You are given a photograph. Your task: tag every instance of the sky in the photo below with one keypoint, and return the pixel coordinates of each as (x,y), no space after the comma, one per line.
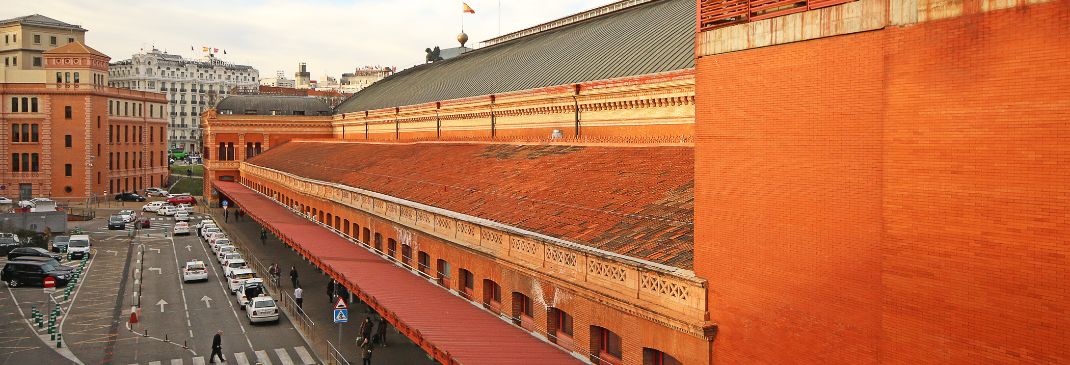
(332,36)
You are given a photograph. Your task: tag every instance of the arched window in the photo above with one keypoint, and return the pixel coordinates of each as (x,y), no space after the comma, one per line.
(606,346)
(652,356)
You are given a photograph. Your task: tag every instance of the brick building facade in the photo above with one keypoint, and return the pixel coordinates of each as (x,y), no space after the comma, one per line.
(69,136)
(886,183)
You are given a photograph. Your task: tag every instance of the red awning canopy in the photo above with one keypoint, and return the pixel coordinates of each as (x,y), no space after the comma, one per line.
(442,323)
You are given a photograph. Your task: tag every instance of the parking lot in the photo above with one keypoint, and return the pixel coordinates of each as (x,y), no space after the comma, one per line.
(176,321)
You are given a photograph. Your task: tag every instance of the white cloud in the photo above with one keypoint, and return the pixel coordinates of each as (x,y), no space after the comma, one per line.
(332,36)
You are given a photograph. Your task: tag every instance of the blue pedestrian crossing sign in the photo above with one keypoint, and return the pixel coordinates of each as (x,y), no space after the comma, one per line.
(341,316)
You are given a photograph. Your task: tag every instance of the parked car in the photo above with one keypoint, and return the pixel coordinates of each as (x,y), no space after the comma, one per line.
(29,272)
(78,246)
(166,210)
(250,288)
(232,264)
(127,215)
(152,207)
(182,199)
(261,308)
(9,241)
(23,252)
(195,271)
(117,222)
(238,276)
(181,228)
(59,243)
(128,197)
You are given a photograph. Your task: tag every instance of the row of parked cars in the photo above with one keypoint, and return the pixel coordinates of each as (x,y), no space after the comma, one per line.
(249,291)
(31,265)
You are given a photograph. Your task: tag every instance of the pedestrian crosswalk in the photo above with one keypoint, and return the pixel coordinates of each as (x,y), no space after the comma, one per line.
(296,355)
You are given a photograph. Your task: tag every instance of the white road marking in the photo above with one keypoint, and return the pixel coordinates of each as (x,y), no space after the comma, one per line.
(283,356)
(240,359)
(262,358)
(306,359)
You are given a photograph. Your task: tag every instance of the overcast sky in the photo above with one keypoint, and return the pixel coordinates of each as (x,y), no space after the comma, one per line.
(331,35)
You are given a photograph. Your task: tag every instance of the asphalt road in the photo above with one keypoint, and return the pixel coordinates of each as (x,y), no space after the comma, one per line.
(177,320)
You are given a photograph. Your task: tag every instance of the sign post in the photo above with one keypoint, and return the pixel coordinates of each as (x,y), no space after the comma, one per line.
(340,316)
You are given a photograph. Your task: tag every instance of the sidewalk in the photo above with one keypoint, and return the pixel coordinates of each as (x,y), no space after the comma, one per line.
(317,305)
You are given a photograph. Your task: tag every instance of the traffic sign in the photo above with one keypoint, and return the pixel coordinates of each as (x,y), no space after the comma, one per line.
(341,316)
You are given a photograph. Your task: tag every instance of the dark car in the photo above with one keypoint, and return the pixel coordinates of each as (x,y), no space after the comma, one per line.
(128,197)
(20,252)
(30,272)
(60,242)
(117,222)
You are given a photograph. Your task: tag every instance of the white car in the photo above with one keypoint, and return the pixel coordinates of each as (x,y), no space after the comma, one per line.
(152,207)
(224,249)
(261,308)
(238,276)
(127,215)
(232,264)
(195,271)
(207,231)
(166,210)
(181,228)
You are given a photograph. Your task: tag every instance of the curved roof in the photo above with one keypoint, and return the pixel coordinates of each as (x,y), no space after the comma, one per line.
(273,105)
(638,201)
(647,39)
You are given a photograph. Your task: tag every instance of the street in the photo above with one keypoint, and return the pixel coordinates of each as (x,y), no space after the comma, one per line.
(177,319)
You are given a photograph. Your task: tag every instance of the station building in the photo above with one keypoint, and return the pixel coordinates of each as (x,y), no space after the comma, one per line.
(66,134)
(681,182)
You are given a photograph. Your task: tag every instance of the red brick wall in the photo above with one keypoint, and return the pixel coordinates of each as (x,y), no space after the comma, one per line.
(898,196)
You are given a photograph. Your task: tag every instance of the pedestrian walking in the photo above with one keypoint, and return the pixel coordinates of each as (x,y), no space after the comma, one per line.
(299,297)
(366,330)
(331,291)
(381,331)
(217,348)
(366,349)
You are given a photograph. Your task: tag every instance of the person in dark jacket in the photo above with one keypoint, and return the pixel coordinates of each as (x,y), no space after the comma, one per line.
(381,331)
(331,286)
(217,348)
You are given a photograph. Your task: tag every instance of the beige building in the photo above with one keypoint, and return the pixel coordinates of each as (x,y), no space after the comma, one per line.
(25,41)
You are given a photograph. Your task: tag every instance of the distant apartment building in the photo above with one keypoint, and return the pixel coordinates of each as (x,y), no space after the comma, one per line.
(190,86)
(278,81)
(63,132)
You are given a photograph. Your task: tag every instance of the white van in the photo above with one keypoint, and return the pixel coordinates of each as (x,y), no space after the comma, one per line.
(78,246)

**Task to complete:** In the records above, locate the line that contains "of the street". Repeat it and every line after it, exactly, and nothing else.

**The output:**
You are given a photograph. Your task: tag every instance of the street in the photo above with one keypoint, and return the pixel coordinates of each as (x,y), no space after the comma, one per line.
(177,319)
You are given a photograph. Your task: tag every instance of the station building in the photo above with one keypoint, and return the pixel coordinates of each as (x,y), no space after the comma, one per line.
(66,134)
(681,182)
You are given a photograph. Your task: tag every instance of the red brick wall in the photo above with one keypoint, and return the pixel coordinates of each as (x,y), no space after the comma, one per line.
(898,196)
You are given a photograph. Your task: tag every instance of the pedestrian walking in the photo above with one keypoint, and return the pixel coordinates of each as (x,y), no space after the comma, one per line.
(299,297)
(366,330)
(331,291)
(381,331)
(217,348)
(366,349)
You are given a photograph. Your task: tag every instance of the person in dark jacket in the photo above with one keypoint, and return the pixel coordinates of each as (x,y), no space after the comma, one per line.
(381,331)
(331,286)
(217,348)
You are given a photograph. Your task: tag every instance of the beige building in the photo above with one keypoint, and return the pixel coordinates of each as (x,y), no space after the comma, one per line.
(25,41)
You are given a photograph. Your task: tag every instance of the distant apartment building in the photo above with one keypoint, and return the pixel coordinates of each as (x,y), no space after the comma, one per line.
(190,86)
(278,81)
(63,132)
You are given a photograph. Your task: tag every instance of the white van in the photo above with one keypoint, and return the pixel coordinates of each as (x,y), no space after the comma, one per line.
(78,246)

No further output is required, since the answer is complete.